Entries from a point annotation set:
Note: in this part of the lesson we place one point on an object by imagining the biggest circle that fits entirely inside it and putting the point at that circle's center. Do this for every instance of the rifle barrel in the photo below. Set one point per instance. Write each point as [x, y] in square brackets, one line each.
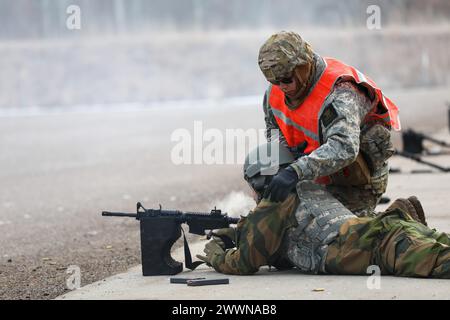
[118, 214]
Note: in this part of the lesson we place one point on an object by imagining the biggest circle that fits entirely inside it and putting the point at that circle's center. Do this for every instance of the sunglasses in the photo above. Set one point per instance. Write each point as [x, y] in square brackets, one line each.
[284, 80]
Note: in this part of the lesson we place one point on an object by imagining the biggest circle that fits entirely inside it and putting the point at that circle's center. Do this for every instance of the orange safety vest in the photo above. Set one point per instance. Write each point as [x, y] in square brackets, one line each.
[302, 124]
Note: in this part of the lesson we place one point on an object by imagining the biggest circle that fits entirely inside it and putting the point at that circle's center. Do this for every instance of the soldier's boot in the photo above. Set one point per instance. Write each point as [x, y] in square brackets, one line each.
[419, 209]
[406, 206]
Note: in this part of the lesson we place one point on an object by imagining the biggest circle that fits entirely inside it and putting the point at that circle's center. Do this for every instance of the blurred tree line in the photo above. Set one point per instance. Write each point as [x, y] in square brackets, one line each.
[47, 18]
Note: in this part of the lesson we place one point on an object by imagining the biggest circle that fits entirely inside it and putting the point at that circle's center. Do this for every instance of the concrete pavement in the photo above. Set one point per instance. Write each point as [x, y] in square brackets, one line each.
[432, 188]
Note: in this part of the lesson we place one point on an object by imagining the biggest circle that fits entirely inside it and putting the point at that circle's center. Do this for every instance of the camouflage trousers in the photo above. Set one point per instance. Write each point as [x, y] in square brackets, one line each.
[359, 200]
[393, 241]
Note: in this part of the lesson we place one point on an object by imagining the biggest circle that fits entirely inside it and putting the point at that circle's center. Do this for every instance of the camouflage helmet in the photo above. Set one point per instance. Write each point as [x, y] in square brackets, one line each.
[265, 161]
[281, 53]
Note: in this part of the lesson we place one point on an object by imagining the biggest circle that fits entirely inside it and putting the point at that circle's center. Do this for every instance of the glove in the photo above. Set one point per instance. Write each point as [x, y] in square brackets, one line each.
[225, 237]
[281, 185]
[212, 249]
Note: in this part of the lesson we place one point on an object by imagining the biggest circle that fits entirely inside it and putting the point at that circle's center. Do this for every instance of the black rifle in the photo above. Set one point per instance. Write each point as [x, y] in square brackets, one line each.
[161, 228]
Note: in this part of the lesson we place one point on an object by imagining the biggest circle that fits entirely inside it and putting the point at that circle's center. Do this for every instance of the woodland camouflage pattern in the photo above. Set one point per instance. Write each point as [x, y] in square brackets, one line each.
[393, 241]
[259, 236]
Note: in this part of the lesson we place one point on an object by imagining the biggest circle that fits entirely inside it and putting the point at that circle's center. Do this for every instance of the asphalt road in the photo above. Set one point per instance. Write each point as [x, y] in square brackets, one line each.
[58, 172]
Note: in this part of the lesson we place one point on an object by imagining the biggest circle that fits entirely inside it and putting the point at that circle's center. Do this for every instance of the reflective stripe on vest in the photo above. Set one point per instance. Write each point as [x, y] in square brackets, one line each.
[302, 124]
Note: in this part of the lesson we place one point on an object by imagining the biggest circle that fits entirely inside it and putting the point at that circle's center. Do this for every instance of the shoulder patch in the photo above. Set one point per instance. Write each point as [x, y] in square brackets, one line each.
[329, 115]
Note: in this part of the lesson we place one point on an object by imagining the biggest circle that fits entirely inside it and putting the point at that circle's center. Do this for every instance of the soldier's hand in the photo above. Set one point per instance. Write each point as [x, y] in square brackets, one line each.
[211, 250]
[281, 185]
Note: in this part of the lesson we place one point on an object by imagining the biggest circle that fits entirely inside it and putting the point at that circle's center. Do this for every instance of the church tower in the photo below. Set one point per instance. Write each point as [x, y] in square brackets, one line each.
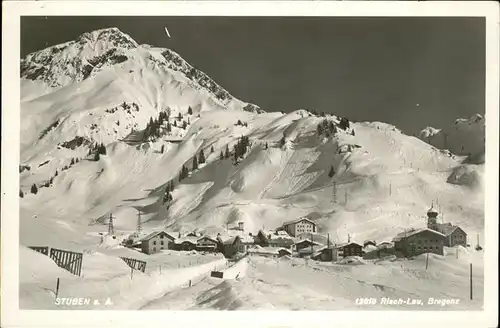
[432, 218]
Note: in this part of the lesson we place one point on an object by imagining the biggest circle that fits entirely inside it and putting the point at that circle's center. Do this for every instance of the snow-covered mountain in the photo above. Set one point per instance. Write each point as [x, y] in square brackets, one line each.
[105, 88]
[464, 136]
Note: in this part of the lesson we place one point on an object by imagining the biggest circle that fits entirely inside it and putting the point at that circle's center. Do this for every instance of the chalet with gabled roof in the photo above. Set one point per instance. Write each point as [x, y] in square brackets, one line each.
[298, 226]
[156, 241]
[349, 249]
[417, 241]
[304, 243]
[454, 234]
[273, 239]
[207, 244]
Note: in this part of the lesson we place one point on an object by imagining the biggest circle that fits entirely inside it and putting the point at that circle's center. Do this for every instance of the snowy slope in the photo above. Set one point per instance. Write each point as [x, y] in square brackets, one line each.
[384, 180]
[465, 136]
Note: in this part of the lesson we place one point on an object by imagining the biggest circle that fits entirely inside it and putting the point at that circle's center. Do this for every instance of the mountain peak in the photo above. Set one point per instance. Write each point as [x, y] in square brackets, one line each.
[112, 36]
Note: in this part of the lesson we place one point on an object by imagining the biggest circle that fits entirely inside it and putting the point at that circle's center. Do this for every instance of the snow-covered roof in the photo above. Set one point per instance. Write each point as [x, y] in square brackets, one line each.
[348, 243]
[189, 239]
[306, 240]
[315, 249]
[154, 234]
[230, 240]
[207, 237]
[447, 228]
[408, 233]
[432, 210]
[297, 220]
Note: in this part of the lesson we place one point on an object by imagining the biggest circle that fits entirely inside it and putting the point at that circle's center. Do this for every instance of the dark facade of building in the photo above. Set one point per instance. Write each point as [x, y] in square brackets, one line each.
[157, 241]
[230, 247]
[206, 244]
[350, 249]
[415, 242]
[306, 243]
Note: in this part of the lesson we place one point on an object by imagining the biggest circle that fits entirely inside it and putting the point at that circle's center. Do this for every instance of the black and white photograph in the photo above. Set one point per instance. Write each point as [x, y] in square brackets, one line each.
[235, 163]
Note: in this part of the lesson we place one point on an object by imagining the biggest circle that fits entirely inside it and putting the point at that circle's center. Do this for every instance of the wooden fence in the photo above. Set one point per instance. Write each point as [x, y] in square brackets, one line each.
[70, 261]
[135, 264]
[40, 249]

---

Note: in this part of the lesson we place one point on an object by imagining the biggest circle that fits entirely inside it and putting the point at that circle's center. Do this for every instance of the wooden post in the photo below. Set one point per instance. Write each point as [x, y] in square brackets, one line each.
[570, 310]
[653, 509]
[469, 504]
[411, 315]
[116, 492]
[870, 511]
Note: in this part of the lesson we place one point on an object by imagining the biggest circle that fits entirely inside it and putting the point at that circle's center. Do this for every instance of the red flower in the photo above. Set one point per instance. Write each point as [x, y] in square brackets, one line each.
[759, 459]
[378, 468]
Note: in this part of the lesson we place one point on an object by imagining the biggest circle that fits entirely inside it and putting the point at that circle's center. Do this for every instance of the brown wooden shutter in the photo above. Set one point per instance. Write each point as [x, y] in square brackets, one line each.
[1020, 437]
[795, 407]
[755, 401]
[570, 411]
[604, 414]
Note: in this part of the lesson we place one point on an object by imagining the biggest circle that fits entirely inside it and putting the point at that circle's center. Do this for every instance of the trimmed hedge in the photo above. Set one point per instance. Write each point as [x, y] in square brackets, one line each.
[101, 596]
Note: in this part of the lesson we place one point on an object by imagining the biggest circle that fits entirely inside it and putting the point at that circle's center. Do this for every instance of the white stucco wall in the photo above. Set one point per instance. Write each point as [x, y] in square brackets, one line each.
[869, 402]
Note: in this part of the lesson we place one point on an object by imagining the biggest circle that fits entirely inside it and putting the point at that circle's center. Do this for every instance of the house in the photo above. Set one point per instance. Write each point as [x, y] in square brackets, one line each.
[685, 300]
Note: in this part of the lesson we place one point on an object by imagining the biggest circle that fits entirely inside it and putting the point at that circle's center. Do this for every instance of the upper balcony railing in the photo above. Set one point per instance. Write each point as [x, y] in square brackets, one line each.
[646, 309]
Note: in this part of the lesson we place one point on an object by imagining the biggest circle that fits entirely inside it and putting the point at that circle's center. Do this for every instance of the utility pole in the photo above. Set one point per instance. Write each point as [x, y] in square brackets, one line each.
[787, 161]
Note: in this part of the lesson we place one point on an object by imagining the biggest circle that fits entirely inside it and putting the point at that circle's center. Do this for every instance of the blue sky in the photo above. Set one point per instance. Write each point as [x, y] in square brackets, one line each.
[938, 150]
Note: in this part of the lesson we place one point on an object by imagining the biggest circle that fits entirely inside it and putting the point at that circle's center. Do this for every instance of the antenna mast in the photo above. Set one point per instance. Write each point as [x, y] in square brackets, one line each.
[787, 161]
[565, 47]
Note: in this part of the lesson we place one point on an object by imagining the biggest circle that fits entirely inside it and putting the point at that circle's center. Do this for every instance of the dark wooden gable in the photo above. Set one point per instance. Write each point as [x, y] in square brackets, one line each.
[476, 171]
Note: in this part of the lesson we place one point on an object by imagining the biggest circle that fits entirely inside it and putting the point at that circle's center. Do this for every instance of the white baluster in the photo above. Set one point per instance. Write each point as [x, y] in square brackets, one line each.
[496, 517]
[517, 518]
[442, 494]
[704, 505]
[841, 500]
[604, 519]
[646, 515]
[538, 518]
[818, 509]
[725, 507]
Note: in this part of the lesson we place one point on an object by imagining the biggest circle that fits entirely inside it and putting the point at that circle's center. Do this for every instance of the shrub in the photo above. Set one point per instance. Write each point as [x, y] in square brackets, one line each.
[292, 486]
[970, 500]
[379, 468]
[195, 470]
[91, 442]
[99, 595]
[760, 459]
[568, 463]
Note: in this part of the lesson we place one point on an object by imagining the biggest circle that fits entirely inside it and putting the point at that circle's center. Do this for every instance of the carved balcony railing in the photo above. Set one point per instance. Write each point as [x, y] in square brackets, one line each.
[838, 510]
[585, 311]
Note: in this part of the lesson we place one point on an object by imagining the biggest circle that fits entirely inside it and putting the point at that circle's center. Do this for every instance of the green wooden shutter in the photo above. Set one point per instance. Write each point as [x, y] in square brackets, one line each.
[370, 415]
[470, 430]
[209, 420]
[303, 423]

■ **Exercise instructions**:
From the records above, filter out every line that contains the word "patch", matching its case exactly, and copy each such line.

■ **Output of the exercise**:
Note: in this part of the lesson we place one point on an object by imagining the biggest circle that fits entirely inside it and putting the point at that circle's center. Do this for every instance of the shoulder patch in the photo above. Set one point per instance. Write each point as [x, y] in square brackets, one line each.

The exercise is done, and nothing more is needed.